Text shown:

==============================

RayfordSteele, Oct 07 2011
  

       I think it would be more beneficial to apply this to artificial replacement joints instead.
Alterother, Oct 07 2011
  

       // but if it becomes a matter of saving lives they will. //   

       It's not a matter of saving lives. It never is. At hospitals, the chief concern is saving money.   

       On the other hand, major hospitals often have a surplus surgical theater that would be an excellent starting-point for building a clean-room, and assembly-line production would not be necessary. A single CAD fabricator unit would meet the hospital's demand.
Alterother, Oct 07 2011
  

       [Alter] A surgical theater is not a clean room, and doesn't begin to approach the standards for one. Surgical theaters depend on point/time of use sterilization, that won't work for manufacturing.   

       In addition, unless your system is made of a single material (and probably even then), you are looking at multiple CNC systems, in addition to multiple finishing processes for each component. This ignores any electronics involved, the assembly process, and testing. (I worked on a testing line for implantable medical devices, the sale price was somewhere around $1.5 million and it should have been higher, we lost money developing it at that)
MechE, Oct 07 2011
  

       First time I met Robert Jarvik, he was showing off an assortment of calves with artificial hearts. One in particular had gone 180 days, and was getting to be a sizable animal. Stress-test for the heart to keep up.   

       Failure = steak.
lurch, Oct 07 2011
  

       A surgical theater isn't a clean room, I know--but it's a good place to start building one. And as for multiple CNC fabs, cram 'em all in there. My only point was that, if these artificial joints and organs are to be made to spec on-site, the demand at even a very large hospital wouldn't require a huge manufacturing facility. They still wouldn't go for it, but it's a nice idea and not as complicated as it seems.

==============================

Data section:
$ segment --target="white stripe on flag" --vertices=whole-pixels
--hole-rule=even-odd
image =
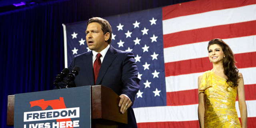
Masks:
[[[256,100],[246,101],[248,117],[256,117]],[[238,102],[236,107],[238,117]],[[179,106],[166,106],[134,108],[137,123],[148,122],[186,121],[198,120],[198,104]]]
[[[252,4],[178,17],[163,20],[163,32],[164,35],[256,20],[256,4]]]
[[[247,112],[247,112],[247,117],[256,117],[256,109],[255,108],[256,108],[256,100],[246,100],[245,102],[246,103],[246,105],[247,106]],[[236,109],[238,117],[241,117],[238,101],[236,102]]]
[[[234,54],[256,51],[256,46],[254,43],[256,40],[256,35],[222,40],[230,46]],[[164,49],[164,63],[208,57],[208,42],[165,48]]]
[[[256,84],[256,67],[240,68],[238,70],[239,72],[243,75],[244,84]],[[198,77],[204,73],[192,73],[166,77],[166,92],[197,89]]]

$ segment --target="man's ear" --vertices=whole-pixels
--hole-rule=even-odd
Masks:
[[[107,32],[105,34],[105,41],[106,42],[108,40],[110,37],[110,35],[109,32]]]

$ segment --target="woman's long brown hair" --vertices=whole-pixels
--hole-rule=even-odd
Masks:
[[[220,46],[222,49],[225,58],[223,58],[223,68],[224,74],[228,78],[227,83],[229,86],[234,88],[238,85],[238,80],[240,77],[238,76],[238,70],[235,65],[234,56],[231,49],[224,41],[220,39],[212,39],[209,42],[207,49],[209,47],[213,44],[216,44]]]

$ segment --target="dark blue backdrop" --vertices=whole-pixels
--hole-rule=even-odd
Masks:
[[[192,0],[62,0],[0,13],[0,127],[11,127],[8,95],[54,88],[64,68],[62,24]]]

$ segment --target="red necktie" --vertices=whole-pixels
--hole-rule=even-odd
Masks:
[[[100,53],[98,53],[96,56],[97,56],[97,58],[96,58],[96,60],[95,60],[94,63],[93,63],[93,71],[94,73],[94,81],[95,82],[95,84],[96,84],[96,80],[97,80],[98,75],[99,74],[99,71],[100,71],[100,66],[101,66],[101,61],[100,60],[101,54]]]

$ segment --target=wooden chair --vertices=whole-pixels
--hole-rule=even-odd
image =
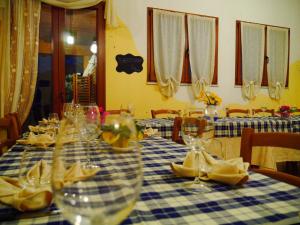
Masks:
[[[5,117],[12,120],[12,125],[14,129],[18,131],[18,136],[20,137],[22,134],[22,124],[19,114],[17,112],[8,113]]]
[[[251,164],[253,146],[270,146],[300,150],[300,134],[296,133],[254,133],[252,128],[244,128],[241,139],[241,157]],[[274,179],[300,187],[300,177],[271,169],[254,169]]]
[[[195,124],[198,127],[197,134],[200,136],[205,128],[206,121],[203,119],[188,117],[185,118],[188,123]],[[181,131],[182,117],[175,117],[173,131],[172,131],[172,140],[179,144],[184,144],[182,137],[179,135]]]
[[[2,155],[5,148],[8,149],[16,143],[16,140],[19,138],[19,131],[12,117],[0,119],[0,131],[0,155]]]
[[[111,115],[118,115],[123,112],[130,114],[130,111],[128,109],[112,109],[112,110],[106,110],[106,112],[108,112]]]
[[[158,115],[169,115],[169,116],[180,116],[180,110],[173,110],[173,109],[158,109],[158,110],[151,110],[152,118],[157,118]]]
[[[249,116],[249,109],[228,109],[226,108],[226,116],[230,117],[232,114],[242,114],[243,116]]]
[[[270,114],[270,116],[275,116],[275,110],[274,109],[252,109],[252,115],[255,114]]]
[[[203,110],[189,111],[189,116],[190,117],[203,117],[204,114],[205,114],[204,109]]]
[[[299,108],[294,108],[294,111],[291,112],[292,115],[300,115],[300,109]]]

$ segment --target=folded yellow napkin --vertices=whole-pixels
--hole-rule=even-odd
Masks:
[[[60,162],[62,165],[62,162]],[[57,175],[62,177],[62,188],[95,175],[100,168],[85,169],[79,162]],[[55,171],[58,172],[58,171]],[[0,202],[19,211],[33,211],[48,207],[52,202],[51,167],[43,160],[37,162],[24,179],[0,177]]]
[[[37,134],[35,135],[33,132],[30,132],[27,139],[17,140],[20,144],[25,145],[36,145],[41,147],[48,147],[55,143],[55,140],[49,134]]]
[[[144,130],[144,135],[146,137],[151,137],[153,135],[156,135],[158,133],[158,130],[157,129],[153,129],[152,127],[150,128],[147,128]]]
[[[58,157],[53,162],[52,185],[59,190],[74,182],[86,180],[94,176],[99,170],[99,167],[82,167],[79,161],[66,169],[63,161]]]
[[[21,180],[0,177],[0,202],[19,211],[42,209],[51,204],[50,167],[44,161],[36,163]]]
[[[171,169],[177,176],[195,177],[197,176],[197,165],[195,152],[187,153],[183,165],[171,163]],[[242,158],[230,160],[216,160],[208,153],[202,151],[199,153],[200,168],[203,166],[207,172],[200,171],[200,179],[214,180],[230,185],[241,185],[245,183],[248,176],[249,163],[244,163]]]

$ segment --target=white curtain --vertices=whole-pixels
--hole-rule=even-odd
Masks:
[[[161,93],[173,96],[180,85],[185,46],[184,14],[153,10],[154,68]]]
[[[264,25],[241,22],[242,41],[242,93],[254,99],[260,89],[264,65]]]
[[[41,0],[49,5],[65,9],[82,9],[97,5],[98,3],[105,1],[105,19],[106,24],[111,27],[117,27],[117,15],[116,8],[114,6],[114,0]]]
[[[216,19],[188,15],[188,37],[192,87],[197,98],[214,75]]]
[[[280,99],[288,67],[288,29],[267,27],[268,84],[272,99]]]
[[[0,0],[0,46],[0,117],[3,117],[10,82],[10,1],[7,0]]]

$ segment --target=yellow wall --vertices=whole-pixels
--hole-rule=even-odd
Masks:
[[[183,109],[185,102],[173,98],[164,98],[157,85],[147,85],[147,59],[144,58],[143,71],[126,74],[116,71],[118,54],[131,53],[141,55],[135,47],[129,30],[124,24],[119,28],[106,30],[106,108],[119,109],[133,105],[137,118],[151,116],[151,109],[174,108]]]
[[[126,74],[116,71],[115,56],[131,53],[141,55],[135,46],[134,40],[127,27],[121,23],[120,27],[106,30],[106,108],[119,109],[132,105],[137,118],[150,117],[151,109],[173,108],[184,109],[191,107],[191,102],[179,101],[175,98],[164,98],[157,85],[147,84],[147,59],[144,58],[143,71],[140,73]],[[219,59],[222,60],[222,59]],[[219,107],[219,112],[224,115],[226,107],[260,108],[266,106],[277,109],[280,105],[300,107],[300,60],[290,64],[289,88],[285,89],[279,101],[271,100],[266,91],[259,94],[255,100],[246,104],[230,104]],[[222,96],[221,96],[222,97]],[[230,102],[230,101],[226,101]]]

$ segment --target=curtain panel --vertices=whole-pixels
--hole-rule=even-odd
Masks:
[[[182,76],[185,30],[184,14],[153,10],[154,68],[161,93],[172,97]]]
[[[264,65],[264,25],[241,22],[243,97],[254,99],[260,89]]]
[[[189,57],[195,97],[211,85],[215,67],[216,19],[188,15]]]
[[[97,5],[98,3],[105,1],[106,25],[111,27],[118,26],[114,0],[41,0],[41,1],[49,5],[53,5],[65,9],[82,9],[82,8],[87,8],[87,7]]]
[[[10,82],[10,1],[0,0],[0,117],[5,114],[5,102]]]
[[[267,46],[269,95],[279,100],[287,77],[288,29],[268,26]]]

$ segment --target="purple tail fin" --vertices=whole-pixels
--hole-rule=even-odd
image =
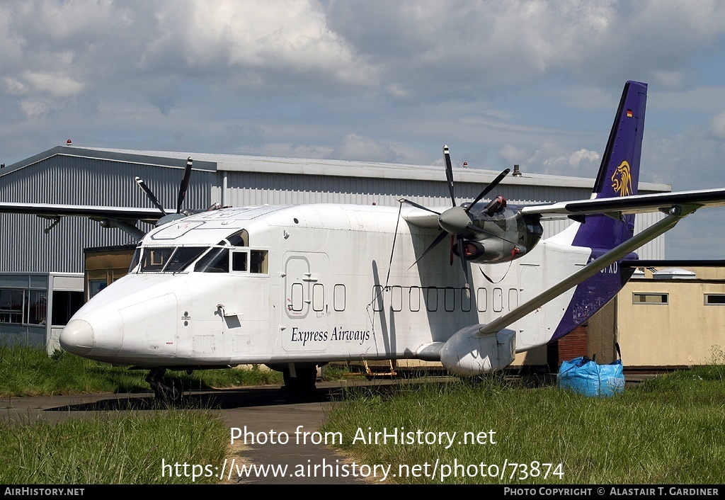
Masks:
[[[628,81],[624,85],[617,115],[609,134],[592,197],[637,194],[646,104],[647,83]],[[624,216],[619,221],[606,216],[589,216],[579,226],[573,245],[613,248],[631,237],[634,232],[634,216],[632,214]]]

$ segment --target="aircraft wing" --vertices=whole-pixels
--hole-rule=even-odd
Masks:
[[[594,198],[551,205],[523,207],[521,213],[547,216],[584,216],[595,213],[642,213],[666,211],[674,205],[700,207],[725,206],[725,189],[682,191],[675,193],[636,194],[613,198]]]
[[[173,212],[173,210],[171,210]],[[123,221],[144,221],[154,223],[162,216],[156,208],[100,207],[85,205],[54,205],[46,203],[16,203],[0,202],[0,213],[26,213],[46,217],[88,217]]]

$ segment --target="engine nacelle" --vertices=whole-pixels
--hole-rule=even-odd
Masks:
[[[504,329],[476,336],[484,325],[466,327],[448,339],[441,348],[441,364],[452,374],[473,377],[500,370],[513,362],[516,332]]]
[[[522,216],[518,210],[504,208],[489,215],[487,208],[472,210],[473,225],[465,237],[465,259],[479,263],[508,262],[525,255],[536,246],[544,234],[538,217]],[[457,246],[453,253],[458,255]]]

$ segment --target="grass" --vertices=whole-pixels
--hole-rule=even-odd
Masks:
[[[61,351],[49,356],[37,348],[0,346],[0,396],[147,392],[147,374],[148,370],[112,366]],[[181,380],[186,390],[282,382],[281,374],[258,366],[167,374]]]
[[[123,413],[54,424],[0,421],[0,484],[215,483],[213,468],[189,467],[184,474],[183,467],[162,464],[220,468],[228,432],[220,417],[203,411]]]
[[[341,448],[358,462],[392,464],[391,476],[401,465],[404,472],[414,464],[428,464],[428,472],[439,466],[435,477],[405,472],[389,480],[394,483],[722,484],[724,377],[722,366],[697,368],[610,398],[555,387],[531,390],[495,376],[403,386],[390,394],[355,389],[331,410],[323,430],[341,432],[346,438]],[[367,434],[368,427],[455,432],[456,438],[448,449],[437,443],[353,443],[359,430]],[[486,433],[486,442],[463,444],[466,432]],[[544,464],[553,464],[546,478]],[[451,467],[456,464],[461,467]],[[557,470],[561,473],[553,474]],[[483,477],[482,471],[499,477]]]

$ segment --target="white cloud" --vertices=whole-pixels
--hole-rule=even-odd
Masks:
[[[725,110],[716,115],[710,122],[713,135],[725,140]]]
[[[331,157],[362,161],[400,162],[399,155],[389,142],[355,134],[346,134],[332,152]]]

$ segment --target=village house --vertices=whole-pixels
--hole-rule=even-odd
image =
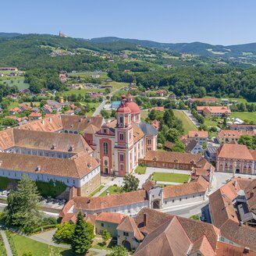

==============================

Task 1:
In the discussion, how many days had one calf with an artificial heart gone?
Task 2:
Transcribe the discussion from "A surgical theater isn't" to "as it seems.".
The material has nothing to do with the discussion.

Result 1:
180 days.

Result 2:
A surgical theater isn't a clean room, I know--but it's a good place to start building one. And as for multiple CNC fabs, cram 'em all in there. My only point was that, if these artificial joints and organs are to be made to spec on-site, the demand at even a very large hospital wouldn't require a huge manufacturing facility. They still wouldn't go for it, but it's a nice idea and not as complicated as it seems.